Reproduce the lines from the one containing "white wall, one" up to and including the one containing "[(1108, 448), (835, 369), (442, 504)]", with no changes.

**DATA SECTION:**
━━━━━━━━━━━━━━━━
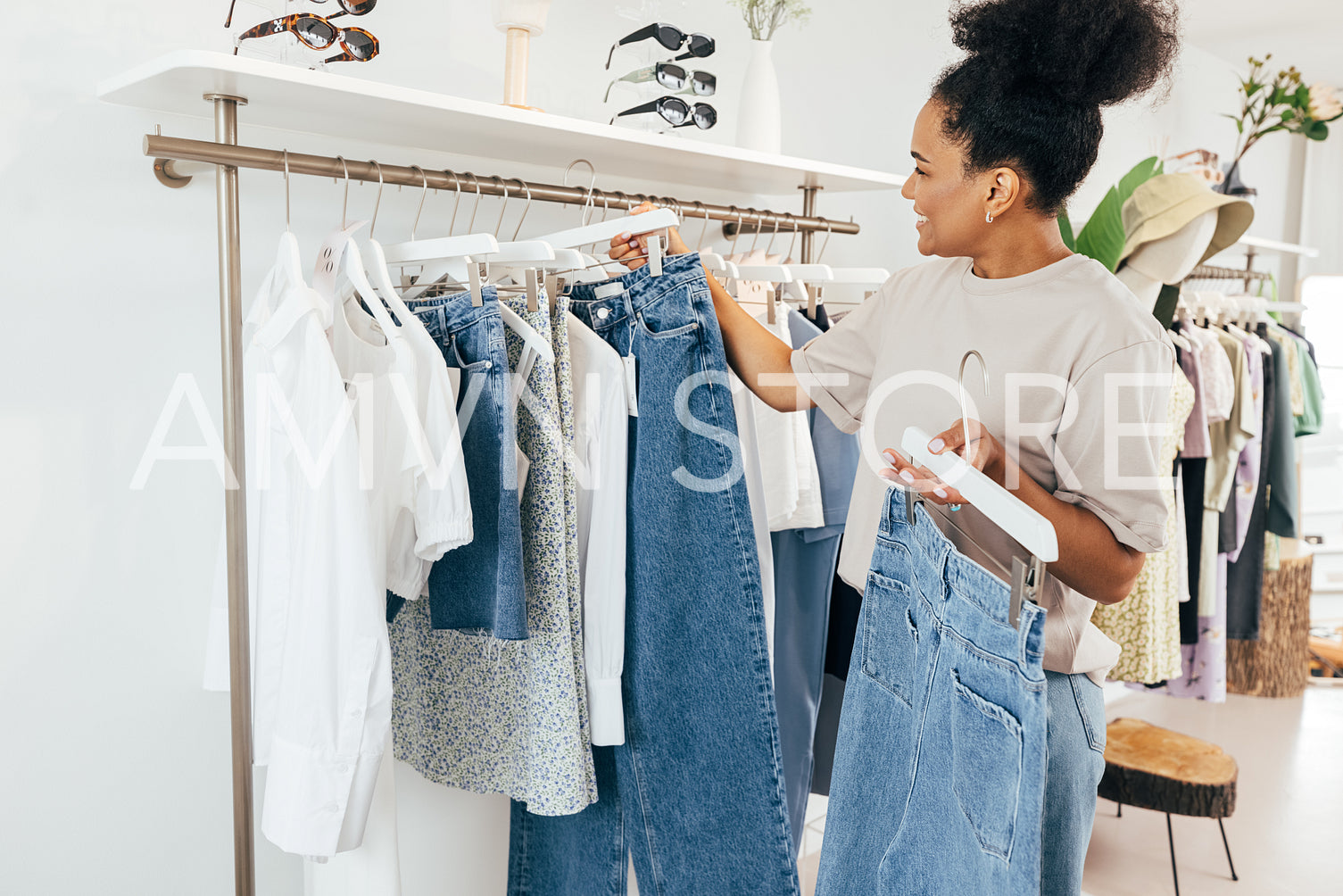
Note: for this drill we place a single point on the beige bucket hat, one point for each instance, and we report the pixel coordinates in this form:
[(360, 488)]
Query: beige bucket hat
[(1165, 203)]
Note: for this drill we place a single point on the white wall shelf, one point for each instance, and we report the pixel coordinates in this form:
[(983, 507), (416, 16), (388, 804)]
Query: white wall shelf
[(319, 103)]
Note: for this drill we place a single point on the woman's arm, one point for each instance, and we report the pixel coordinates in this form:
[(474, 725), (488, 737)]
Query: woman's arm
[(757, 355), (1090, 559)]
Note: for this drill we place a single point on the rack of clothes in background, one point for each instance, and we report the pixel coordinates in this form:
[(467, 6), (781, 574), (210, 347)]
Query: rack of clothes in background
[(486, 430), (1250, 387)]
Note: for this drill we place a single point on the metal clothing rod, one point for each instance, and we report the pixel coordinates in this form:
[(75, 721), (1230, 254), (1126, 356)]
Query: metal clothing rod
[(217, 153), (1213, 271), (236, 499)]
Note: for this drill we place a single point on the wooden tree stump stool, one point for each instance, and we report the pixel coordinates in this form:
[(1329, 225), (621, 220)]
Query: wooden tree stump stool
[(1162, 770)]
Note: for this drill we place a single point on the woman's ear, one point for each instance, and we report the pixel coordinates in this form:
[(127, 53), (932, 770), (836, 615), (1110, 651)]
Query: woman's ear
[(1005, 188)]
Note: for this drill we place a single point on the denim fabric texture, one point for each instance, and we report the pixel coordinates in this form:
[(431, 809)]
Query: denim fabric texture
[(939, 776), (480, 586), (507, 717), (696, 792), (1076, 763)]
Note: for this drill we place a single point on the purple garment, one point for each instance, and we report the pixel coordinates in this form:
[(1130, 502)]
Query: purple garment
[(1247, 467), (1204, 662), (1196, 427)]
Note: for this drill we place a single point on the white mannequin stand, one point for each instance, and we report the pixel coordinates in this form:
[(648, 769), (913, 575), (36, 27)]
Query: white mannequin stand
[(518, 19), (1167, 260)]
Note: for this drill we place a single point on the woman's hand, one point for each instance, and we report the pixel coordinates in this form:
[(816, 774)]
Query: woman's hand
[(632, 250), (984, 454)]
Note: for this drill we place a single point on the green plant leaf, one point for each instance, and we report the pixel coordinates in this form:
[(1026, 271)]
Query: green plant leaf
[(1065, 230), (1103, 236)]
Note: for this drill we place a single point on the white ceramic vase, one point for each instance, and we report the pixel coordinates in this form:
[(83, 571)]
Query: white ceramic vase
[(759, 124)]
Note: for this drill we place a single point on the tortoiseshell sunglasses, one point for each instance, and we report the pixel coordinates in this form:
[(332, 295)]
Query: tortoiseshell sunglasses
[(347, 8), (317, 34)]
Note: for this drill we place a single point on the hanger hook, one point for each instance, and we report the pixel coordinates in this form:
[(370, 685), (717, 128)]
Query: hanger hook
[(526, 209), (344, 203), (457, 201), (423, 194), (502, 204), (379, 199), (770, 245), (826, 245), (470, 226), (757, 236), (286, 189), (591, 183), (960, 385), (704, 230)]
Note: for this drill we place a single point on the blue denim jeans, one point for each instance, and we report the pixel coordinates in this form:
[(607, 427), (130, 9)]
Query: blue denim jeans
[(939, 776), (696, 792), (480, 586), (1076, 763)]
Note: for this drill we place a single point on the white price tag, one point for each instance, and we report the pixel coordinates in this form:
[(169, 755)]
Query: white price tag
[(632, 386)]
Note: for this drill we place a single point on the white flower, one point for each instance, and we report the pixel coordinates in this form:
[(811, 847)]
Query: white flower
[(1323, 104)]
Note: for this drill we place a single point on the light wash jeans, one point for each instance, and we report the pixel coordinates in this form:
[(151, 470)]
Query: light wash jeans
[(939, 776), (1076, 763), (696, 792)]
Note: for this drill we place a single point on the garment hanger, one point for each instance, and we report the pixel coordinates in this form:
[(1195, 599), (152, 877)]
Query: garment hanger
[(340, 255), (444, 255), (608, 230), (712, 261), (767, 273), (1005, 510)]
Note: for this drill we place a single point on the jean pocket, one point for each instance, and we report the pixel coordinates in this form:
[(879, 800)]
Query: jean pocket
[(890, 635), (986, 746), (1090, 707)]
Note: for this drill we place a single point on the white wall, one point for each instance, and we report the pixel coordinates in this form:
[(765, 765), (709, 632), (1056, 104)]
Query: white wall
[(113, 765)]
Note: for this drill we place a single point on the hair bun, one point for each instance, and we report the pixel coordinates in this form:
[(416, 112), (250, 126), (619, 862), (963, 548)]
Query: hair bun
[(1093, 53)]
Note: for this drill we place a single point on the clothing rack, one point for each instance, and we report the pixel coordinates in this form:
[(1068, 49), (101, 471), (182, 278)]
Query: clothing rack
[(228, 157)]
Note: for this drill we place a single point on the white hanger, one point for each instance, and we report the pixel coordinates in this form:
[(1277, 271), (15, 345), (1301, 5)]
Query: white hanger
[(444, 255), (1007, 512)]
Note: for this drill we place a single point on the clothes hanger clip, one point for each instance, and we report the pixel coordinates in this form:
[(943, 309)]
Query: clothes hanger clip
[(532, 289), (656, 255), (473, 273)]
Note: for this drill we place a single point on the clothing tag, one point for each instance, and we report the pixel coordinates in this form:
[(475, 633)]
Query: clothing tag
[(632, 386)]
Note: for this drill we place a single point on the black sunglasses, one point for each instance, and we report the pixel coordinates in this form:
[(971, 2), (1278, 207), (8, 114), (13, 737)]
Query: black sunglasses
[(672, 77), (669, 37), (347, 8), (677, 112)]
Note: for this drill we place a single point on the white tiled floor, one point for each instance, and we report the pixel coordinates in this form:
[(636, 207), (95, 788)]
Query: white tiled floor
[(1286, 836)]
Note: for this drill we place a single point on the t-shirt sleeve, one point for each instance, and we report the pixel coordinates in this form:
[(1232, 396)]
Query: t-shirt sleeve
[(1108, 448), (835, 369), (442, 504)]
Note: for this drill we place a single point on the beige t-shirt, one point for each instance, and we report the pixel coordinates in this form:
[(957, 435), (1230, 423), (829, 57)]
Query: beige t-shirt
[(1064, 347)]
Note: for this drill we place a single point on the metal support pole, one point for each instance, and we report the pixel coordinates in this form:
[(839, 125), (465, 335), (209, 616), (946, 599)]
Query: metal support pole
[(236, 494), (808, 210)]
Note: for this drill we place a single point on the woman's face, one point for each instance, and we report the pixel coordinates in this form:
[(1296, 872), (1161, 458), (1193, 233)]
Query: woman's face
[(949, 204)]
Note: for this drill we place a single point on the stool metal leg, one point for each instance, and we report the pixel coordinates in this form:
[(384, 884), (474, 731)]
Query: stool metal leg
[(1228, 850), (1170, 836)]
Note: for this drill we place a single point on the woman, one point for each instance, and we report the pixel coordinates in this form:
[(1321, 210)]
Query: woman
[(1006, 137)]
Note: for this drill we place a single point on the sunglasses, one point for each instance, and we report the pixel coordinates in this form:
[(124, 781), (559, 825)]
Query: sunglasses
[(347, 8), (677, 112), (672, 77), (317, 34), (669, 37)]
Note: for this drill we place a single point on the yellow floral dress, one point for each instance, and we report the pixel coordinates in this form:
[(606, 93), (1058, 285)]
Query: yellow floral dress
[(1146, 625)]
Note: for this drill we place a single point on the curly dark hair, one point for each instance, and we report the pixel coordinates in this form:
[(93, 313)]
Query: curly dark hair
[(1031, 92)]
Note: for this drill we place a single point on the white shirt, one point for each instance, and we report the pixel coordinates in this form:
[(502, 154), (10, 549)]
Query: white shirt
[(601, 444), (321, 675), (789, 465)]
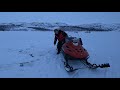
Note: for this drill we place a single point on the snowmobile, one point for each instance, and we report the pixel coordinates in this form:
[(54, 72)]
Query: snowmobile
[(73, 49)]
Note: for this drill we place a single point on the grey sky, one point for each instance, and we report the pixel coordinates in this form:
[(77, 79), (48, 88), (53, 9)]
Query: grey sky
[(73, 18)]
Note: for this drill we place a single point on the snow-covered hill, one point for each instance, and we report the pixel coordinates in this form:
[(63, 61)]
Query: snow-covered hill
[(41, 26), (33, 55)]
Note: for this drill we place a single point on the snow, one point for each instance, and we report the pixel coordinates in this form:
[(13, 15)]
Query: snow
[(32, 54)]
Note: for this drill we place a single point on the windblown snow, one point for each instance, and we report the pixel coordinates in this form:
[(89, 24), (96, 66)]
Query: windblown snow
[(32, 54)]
━━━━━━━━━━━━━━━━
**SOLUTION BELOW:**
Note: for this drill we place a single point on the white wall, one point for each instance, and we report the pixel coordinates in this form:
[(765, 765), (709, 632), (1056, 104)]
Query: white wall
[(113, 765)]
Note: for this drill we place a single point on the hair bun, one point for each instance, and we report the pixel coordinates in this form:
[(416, 112), (250, 126), (619, 862), (963, 548)]
Query: hair bun
[(1093, 53)]
Note: for this drill we place a single point on the clothing rack, one point for each instance, and we report the pixel coordinates in this form:
[(1068, 49), (101, 471), (182, 278)]
Query: clothing rack
[(228, 157)]
Note: for this drill we place a single point on the white hanger, one point for each instance, and we report the pixel coordinates in this form:
[(1277, 271), (15, 345), (1301, 5)]
Query: white hanger
[(444, 255), (1007, 512)]
Note: for this drill we place a single point on the clothes hanger clip, one point for each instance, and we report the pixel coordinates in this form:
[(943, 309)]
Query: clothes hanger clip
[(532, 289), (656, 255), (473, 273)]
Note: for this drill we place a single point on the clothing tag, one point for each instance, and we report the pixel coordinates in this form:
[(475, 633)]
Query: clothing tag
[(632, 386)]
Note: for this drill we place a single point on the black sunglasses, one point for each instance, and we report the pixel coordinates in this form:
[(971, 2), (1278, 207), (8, 114), (13, 737)]
Query: black sunglasses
[(672, 77), (669, 37), (347, 8), (677, 112)]
Note: for this drill we place a single point on the white tiled floor, one point for each instance, and we report the pixel coordinates in this form:
[(636, 207), (95, 788)]
Query: white tiled floor
[(1286, 836)]
Note: for this drill we place a single point on the t-shirt sleeve, one point for each instance, and we report the pixel coordinates in this form:
[(1232, 396)]
Query: t-shirt sleeve
[(1108, 448), (835, 369), (442, 504)]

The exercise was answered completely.